** Start DATA PROVIDED **

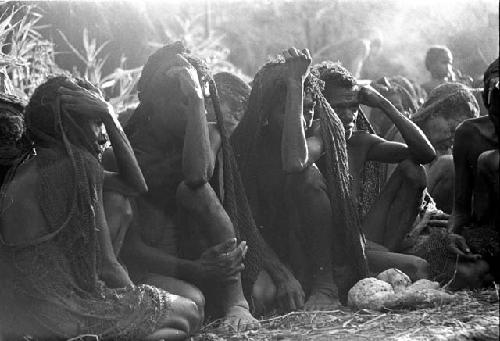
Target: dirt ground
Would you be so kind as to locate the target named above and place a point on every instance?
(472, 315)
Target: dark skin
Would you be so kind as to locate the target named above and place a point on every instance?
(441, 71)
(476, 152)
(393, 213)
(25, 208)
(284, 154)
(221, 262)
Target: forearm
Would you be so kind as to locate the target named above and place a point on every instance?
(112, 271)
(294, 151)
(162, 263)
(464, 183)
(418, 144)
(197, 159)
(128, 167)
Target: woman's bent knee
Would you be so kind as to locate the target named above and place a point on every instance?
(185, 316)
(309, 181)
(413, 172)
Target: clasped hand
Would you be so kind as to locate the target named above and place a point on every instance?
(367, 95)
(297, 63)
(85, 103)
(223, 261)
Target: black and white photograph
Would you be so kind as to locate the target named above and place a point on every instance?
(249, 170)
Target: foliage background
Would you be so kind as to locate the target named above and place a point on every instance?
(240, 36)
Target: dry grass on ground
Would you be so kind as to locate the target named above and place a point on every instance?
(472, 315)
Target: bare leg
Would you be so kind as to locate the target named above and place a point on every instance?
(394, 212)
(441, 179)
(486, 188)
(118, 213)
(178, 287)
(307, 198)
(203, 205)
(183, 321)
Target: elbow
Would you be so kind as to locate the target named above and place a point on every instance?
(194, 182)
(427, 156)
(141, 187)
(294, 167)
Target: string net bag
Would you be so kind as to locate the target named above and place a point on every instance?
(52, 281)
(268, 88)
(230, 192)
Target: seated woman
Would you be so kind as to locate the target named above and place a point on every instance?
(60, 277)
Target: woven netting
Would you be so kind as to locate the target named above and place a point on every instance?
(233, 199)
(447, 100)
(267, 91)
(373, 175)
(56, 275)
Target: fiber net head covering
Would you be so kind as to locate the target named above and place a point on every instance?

** End DATA PROVIDED **

■ AIM OF THE EXERCISE:
Rewrite all of the data above, swapping every occurrence of "Would you be so kind as to" for "Could you please" and keeping everything else the same. Omit the pictures from your answer.

■ TASK SOLUTION:
Target: dirt ground
Could you please locate the target named above and place a point on every instance?
(472, 315)
Target: dark skin
Could you please locate the target named above and place a point on every instance?
(441, 71)
(476, 152)
(393, 213)
(25, 208)
(284, 154)
(221, 262)
Target: forearm
Could you please locate the target named above and place a point on every instance?
(112, 271)
(294, 151)
(162, 263)
(464, 183)
(418, 144)
(197, 159)
(128, 167)
Target: woman's bent knee
Could you please locate the target named above and place a point on every instance?
(185, 316)
(309, 181)
(413, 172)
Target: clasped hand
Could you please locate the target named above and place a point on every instance?
(367, 95)
(297, 63)
(85, 103)
(223, 261)
Target: black and white photograph
Could you please locate the target named above and place a point on every instance?
(249, 170)
Target: foliage background
Could you please locate the target named above and place a point on every instance?
(240, 36)
Target: dry grass on ground
Could you please locate the target named above and place a point on every instance?
(472, 315)
Target: bare leg
Could you please locate the target named above and place a point on every instance?
(394, 212)
(441, 179)
(486, 188)
(118, 213)
(178, 287)
(307, 198)
(203, 205)
(183, 321)
Target: elbow
Could you please locate the target named above and place a point on every instance?
(194, 182)
(427, 156)
(141, 187)
(294, 167)
Target: string net bag
Could you please locate the target named above and place a point on every instance?
(52, 281)
(268, 88)
(230, 192)
Target: seated woman
Could you please locate the target named above and place a point on every instance?
(60, 277)
Target: woven netting
Could you please locate the target named above and place a point on every instance?
(233, 199)
(447, 100)
(267, 91)
(373, 175)
(56, 275)
Target: fiber net head covering
Could you please locate the target named above and place a point on every instance?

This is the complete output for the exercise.